> [COMPITI SCRITTI]:
(a) Per favore, elenca le singole comunità religiose che la voce sul Libano indica con una percentuale, senza le categorie generali di musulmani e cristiani, e riporta per ciascuna la percentuale.
(b) Prosegui la voce sul Libano a partire dalla sua ultima frase.

> [BRANO SCELTO]:
**********
LIBANO.
– Demografia e geografia economica. Storia. Letteratura. Bibliografia
Demografia e geografia economica di Matteo Marconi. – Stato dell’Asia occidentale. L’ultimo censimento risale al 1970, poi mai più ripetuto per via degli equilibri politici interni al Paese, che si regolano sulla forza demografica relativa di ciascuna delle comunità che costituiscono il patto nazionale. Tutti i dati disponibili sulla dinamica demografica libanese sono stime, a cominciare dai 4.965.914 ab. del 2014, secondo una stima UNDESA (United Nations Department of Economic and Social Affairs), nei quali vanno però considerati i profughi, dato che ai palestinesi presenti in L. da lungo tempo – circa 450.000 secondo le statistiche del luglio 2014 – si sono aggiunti quasi 500.000 siriani in fuga dalla guerra civile. Tra le comunità c’è una prevalenza dei musulmani (54%) sui cristiani (40,5%) con, rispettivamente, il 27% di sunniti, il 27% di sciiti, il 21% di cristiani maroniti, l’8% di greco ortodossi, più la comunità drusa (5,6%). I dati sull’accesso all’acqua, le cure sanitarie e la speranza di vita sono sorprendentemente positive rispetto alla situazione generale del Paese, con uno standard di vita simile a quello dei Paesi occidentali.
**********
> [RIGHE DI DATI]:

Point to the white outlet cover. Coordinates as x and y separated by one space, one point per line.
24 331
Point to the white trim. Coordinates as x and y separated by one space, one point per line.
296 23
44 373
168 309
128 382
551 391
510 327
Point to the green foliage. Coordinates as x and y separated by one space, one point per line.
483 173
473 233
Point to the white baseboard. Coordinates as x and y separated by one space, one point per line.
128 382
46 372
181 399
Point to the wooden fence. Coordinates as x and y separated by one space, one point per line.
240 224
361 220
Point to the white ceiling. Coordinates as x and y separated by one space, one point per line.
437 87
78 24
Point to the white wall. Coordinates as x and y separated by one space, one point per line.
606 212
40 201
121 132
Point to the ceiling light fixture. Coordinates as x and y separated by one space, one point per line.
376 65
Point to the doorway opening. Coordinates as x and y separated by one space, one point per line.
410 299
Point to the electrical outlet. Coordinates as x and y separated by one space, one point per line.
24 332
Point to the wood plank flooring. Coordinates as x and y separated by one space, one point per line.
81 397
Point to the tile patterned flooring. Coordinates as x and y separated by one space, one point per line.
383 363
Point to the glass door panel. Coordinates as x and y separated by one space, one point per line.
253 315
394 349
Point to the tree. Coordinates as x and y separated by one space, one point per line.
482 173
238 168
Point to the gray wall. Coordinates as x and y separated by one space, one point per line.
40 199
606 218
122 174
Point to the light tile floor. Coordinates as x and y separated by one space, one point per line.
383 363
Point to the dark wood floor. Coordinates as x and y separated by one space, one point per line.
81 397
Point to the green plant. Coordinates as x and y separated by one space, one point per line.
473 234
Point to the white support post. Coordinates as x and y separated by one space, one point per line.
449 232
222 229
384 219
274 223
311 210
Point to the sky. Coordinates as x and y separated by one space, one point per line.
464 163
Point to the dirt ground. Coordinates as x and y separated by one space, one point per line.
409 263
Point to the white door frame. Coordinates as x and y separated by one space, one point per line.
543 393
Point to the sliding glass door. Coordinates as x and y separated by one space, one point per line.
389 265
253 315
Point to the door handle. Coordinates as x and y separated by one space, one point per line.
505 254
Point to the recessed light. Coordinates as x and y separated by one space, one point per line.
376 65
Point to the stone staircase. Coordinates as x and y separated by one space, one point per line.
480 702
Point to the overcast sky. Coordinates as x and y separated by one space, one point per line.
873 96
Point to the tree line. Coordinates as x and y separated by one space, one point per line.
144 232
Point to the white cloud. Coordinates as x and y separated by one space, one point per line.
**********
> [ELENCO DELLE RISPOSTE]:
(a)
- Sunniti: 27%
- Sciiti: 27%
- Cristiani maroniti: 21%
- Greco ortodossi: 8%
- Comunità drusa: 5,6%

(b)
Tanto dal punto di vista politico che economico il L. ha sempre risentito negativamente dell’instabilità interna e dei Paesi vicini. Per garantire servizi adeguati alla popolazione il governo si è fortemente indebitato, con un pesante passivo di bilancio (−9,4% nel 2013) e un debito pubblico altissimo (120%). Il settore terziario, tradizionalmente forte nei servizi bancari e turistici, risente negativamente della situazione politica incerta, che non richiama gli investimenti esteri, anche se dà lavoro a una larga maggioranza della popolazione (72,7%). La prolungata guerra civile ha spopolato le campagne, ridotto troppo velocemente l’importanza del settore primario e determinato una forte urbanizzazione (87%). Da segnalare la crescente rilevanza di alcune coltivazioni illegali, soprattutto cannabis, nella valle della Beka’a. La debolezza industriale del Paese comporta una bilancia commerciale nettamente negativa, con le importazioni che pesano quattro volte le esportazioni, sebbene calmierata dalle rimesse degli emigrati e dagli aiuti internazionali. Nonostante questo, il L. ha dimostrato capacità reattive notevoli nei momenti di pace.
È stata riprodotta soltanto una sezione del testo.